**OBJECTIVE**: Write out the data word for word, from its first line through the line with "pixel 364 208", with both ends included. Omit the pictures.

☆ ☆ ☆ ☆

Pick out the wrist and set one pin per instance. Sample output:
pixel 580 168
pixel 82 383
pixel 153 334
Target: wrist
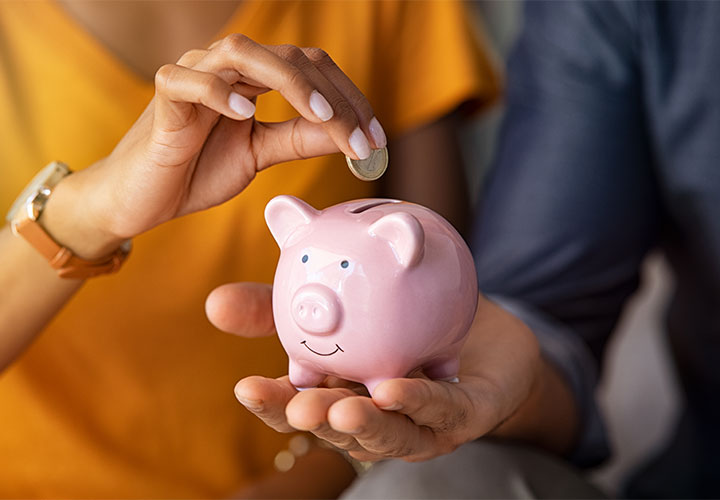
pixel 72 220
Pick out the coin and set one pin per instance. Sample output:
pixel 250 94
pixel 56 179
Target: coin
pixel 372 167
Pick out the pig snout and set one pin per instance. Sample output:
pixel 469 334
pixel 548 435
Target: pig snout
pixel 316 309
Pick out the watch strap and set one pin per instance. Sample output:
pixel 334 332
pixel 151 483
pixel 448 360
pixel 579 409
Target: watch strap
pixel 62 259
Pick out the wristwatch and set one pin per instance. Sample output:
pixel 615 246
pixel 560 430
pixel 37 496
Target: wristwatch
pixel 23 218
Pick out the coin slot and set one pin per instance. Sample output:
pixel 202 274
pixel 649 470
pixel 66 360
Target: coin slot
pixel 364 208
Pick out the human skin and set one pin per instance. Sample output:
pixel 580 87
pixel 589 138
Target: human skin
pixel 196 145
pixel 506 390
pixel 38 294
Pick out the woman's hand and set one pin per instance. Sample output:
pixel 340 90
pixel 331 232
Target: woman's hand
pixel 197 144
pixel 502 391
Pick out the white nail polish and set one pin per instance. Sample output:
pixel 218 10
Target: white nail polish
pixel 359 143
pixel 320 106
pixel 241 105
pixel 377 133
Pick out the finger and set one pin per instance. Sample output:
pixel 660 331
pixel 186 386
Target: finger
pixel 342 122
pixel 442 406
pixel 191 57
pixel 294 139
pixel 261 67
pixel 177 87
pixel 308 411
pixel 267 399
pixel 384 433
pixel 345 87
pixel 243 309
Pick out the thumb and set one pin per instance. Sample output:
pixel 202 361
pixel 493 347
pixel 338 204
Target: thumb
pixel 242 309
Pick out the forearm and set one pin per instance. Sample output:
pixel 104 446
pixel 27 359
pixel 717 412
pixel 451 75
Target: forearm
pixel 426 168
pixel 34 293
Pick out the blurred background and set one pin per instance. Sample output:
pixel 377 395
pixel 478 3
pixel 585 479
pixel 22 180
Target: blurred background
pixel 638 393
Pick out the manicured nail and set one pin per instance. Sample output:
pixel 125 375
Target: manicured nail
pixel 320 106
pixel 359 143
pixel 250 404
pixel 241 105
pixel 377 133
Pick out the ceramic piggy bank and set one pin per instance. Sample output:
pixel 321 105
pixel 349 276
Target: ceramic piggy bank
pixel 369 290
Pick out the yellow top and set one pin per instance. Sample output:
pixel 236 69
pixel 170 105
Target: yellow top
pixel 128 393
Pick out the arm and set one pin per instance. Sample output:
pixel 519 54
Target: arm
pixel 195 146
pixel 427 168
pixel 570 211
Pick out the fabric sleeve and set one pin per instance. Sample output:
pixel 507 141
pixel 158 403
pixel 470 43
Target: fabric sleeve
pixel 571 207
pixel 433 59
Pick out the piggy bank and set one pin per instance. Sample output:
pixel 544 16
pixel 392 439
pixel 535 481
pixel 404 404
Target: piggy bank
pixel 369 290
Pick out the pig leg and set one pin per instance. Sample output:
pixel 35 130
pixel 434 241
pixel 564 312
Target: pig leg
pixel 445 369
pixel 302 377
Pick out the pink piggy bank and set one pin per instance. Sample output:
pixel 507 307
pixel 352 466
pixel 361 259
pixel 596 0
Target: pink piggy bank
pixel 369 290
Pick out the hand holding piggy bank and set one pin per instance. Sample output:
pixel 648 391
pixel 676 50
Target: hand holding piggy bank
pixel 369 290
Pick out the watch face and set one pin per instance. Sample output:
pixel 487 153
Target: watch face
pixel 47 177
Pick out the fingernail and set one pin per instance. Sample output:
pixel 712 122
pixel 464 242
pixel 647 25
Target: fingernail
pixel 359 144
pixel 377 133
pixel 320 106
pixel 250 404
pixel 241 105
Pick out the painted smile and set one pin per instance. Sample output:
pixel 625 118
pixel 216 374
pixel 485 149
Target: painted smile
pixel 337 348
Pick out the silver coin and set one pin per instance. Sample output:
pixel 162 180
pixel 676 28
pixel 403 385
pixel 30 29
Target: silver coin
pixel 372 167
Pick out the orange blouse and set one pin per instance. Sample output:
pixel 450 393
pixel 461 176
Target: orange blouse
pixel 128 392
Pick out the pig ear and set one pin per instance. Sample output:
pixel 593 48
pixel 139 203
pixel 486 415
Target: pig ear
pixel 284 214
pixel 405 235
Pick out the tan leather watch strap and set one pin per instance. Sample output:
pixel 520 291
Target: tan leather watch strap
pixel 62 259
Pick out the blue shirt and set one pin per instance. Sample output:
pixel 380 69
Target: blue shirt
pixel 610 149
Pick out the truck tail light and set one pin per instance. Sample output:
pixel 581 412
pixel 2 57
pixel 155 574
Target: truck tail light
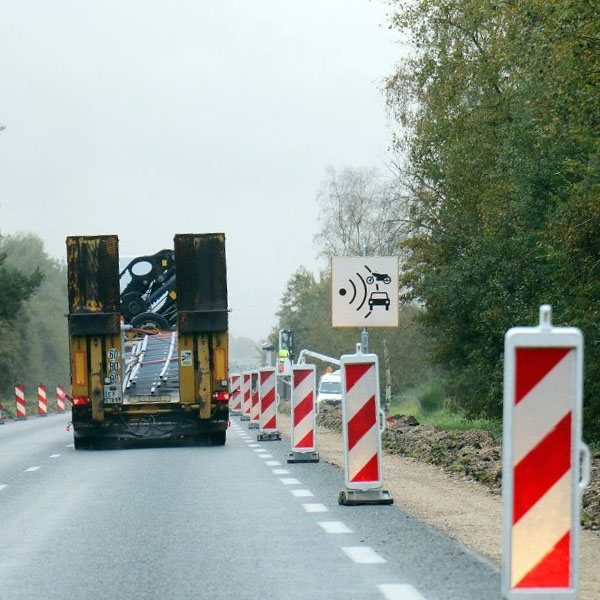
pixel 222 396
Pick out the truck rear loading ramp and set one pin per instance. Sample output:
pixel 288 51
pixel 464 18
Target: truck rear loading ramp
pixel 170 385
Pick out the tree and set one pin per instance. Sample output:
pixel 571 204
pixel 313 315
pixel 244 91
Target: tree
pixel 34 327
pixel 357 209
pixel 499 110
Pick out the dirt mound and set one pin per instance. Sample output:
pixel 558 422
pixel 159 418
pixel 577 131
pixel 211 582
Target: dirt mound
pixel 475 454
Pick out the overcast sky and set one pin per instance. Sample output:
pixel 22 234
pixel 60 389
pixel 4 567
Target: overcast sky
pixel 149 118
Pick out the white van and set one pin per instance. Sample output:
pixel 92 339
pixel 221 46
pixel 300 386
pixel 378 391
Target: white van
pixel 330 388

☆ ☆ ☆ ☆

**WRITTEN ANSWER**:
Pick out the wrist and set one pin per instance. Sample output:
pixel 580 168
pixel 82 383
pixel 153 334
Target: wrist
pixel 72 220
Pick out the coin and set one pin per instance. Sample output:
pixel 250 94
pixel 56 179
Target: coin
pixel 372 167
Pick out the pig snout and set one pin per instance. Sample output:
pixel 469 334
pixel 548 435
Target: pig snout
pixel 316 309
Pick out the watch strap and set one pin per instance. Sample output:
pixel 334 332
pixel 151 483
pixel 448 360
pixel 579 409
Target: watch strap
pixel 62 259
Pick out the wristwatch and set one pin per instance. Sample output:
pixel 615 246
pixel 560 430
pixel 37 496
Target: wristwatch
pixel 23 218
Pick out the coin slot and set one pin per instance. Sample output:
pixel 202 274
pixel 649 470
pixel 66 360
Target: coin slot
pixel 364 208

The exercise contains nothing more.